■ Directions ■
List every line of the records that contains the string "shrub", with case counting.

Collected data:
┏━━

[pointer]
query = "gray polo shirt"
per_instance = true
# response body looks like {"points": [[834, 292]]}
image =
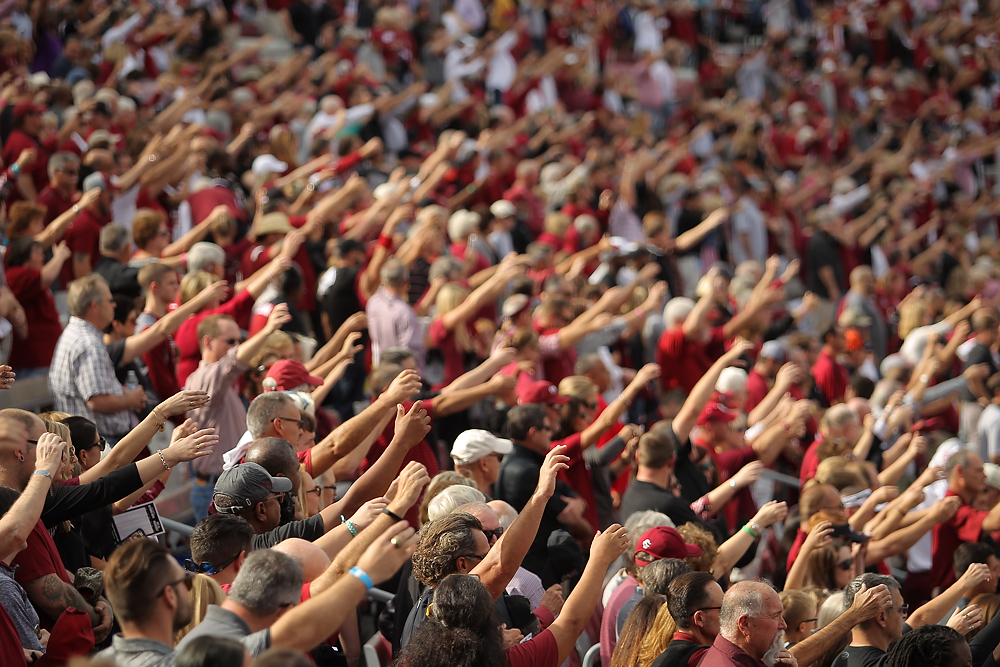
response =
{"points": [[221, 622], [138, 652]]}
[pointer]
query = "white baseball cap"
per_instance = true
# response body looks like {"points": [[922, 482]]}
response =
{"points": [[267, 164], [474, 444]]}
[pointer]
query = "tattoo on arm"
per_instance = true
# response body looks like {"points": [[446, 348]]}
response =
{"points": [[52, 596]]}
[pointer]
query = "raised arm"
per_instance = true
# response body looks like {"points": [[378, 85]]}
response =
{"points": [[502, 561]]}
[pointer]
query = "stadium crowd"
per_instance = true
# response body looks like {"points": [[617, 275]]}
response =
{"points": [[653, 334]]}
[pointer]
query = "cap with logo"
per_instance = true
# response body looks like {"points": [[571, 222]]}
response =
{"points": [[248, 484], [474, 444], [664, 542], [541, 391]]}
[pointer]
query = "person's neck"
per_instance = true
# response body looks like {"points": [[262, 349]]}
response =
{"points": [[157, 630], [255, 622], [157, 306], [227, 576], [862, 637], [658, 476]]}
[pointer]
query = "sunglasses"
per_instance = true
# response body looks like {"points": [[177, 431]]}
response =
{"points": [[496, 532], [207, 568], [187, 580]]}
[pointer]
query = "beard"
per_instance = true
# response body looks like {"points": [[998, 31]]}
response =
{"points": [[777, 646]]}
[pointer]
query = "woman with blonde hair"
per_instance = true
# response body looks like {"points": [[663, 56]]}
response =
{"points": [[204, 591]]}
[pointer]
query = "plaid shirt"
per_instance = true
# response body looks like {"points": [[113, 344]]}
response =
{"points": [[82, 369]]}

┗━━
┏━━

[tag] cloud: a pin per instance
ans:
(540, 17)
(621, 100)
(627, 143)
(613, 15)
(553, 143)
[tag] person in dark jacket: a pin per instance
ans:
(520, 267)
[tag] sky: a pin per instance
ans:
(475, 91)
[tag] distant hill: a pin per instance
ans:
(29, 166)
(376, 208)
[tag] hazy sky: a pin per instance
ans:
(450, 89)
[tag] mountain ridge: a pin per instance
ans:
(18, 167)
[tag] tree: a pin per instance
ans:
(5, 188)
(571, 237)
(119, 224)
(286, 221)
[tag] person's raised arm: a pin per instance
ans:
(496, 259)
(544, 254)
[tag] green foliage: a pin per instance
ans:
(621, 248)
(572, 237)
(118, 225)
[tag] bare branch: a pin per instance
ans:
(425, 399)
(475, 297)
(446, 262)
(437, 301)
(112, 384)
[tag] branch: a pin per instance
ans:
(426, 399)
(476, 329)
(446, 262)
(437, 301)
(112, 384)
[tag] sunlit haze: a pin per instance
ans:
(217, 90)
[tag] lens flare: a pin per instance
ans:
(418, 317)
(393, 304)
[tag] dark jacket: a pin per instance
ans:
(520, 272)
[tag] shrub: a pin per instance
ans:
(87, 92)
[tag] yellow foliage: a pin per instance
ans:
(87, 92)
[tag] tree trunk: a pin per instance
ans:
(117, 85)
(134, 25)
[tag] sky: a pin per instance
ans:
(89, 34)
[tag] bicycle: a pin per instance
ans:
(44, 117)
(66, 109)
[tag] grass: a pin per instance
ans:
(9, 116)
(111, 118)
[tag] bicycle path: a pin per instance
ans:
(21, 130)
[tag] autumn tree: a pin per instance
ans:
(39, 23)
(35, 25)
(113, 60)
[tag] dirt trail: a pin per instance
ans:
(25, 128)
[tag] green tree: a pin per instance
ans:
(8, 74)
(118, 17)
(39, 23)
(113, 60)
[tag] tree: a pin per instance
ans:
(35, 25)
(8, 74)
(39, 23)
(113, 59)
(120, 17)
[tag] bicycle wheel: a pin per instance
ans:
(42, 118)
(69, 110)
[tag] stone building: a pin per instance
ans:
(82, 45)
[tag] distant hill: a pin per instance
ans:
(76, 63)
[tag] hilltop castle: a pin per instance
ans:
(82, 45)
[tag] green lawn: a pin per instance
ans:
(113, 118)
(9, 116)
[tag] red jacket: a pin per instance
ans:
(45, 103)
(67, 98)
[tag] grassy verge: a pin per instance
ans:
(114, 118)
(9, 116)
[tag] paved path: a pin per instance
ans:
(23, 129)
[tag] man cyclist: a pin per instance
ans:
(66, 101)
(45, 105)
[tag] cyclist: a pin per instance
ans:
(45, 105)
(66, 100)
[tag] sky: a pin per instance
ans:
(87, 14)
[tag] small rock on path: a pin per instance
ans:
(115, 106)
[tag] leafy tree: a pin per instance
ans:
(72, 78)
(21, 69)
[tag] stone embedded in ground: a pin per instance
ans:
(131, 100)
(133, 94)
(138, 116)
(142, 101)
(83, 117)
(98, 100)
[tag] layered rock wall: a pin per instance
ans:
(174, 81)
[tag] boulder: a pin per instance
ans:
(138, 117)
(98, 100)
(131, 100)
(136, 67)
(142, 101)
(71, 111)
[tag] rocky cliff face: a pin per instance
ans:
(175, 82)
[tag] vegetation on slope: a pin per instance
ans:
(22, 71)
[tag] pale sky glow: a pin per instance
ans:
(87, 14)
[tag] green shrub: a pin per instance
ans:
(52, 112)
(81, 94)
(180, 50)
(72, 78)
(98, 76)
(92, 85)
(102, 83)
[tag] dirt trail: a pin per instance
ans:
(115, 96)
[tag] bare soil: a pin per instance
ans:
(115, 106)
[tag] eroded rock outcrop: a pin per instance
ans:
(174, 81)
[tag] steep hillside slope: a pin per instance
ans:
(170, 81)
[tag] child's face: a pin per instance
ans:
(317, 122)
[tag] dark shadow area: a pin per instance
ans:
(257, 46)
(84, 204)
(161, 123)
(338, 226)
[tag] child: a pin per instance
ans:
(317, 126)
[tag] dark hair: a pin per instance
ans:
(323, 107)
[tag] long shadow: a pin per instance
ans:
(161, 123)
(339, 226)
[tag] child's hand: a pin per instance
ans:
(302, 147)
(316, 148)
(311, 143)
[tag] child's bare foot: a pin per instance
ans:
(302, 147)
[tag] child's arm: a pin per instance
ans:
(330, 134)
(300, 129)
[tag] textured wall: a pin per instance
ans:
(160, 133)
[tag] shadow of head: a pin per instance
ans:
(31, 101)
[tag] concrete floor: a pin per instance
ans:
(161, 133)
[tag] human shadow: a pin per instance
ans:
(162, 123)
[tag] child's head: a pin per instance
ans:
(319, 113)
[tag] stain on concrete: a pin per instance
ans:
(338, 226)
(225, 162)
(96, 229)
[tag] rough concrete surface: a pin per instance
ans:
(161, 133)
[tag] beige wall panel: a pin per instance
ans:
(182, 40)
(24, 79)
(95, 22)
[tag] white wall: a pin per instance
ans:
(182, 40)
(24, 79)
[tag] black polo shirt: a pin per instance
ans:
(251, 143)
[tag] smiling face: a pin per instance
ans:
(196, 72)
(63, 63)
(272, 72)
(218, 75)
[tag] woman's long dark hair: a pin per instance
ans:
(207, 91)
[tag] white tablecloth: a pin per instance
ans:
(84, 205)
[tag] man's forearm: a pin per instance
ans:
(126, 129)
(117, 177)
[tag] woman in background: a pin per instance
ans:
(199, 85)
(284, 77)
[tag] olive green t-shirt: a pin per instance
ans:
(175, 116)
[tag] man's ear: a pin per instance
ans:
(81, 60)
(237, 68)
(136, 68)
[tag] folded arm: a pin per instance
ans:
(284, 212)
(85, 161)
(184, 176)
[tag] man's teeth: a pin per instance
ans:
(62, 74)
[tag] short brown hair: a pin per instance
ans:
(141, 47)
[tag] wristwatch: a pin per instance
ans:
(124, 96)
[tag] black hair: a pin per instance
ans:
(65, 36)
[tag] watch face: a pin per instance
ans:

┗━━

■ Answer to the exercise ■
[tag] shrub: a pin per instance
[tag] green shrub: a pin per instance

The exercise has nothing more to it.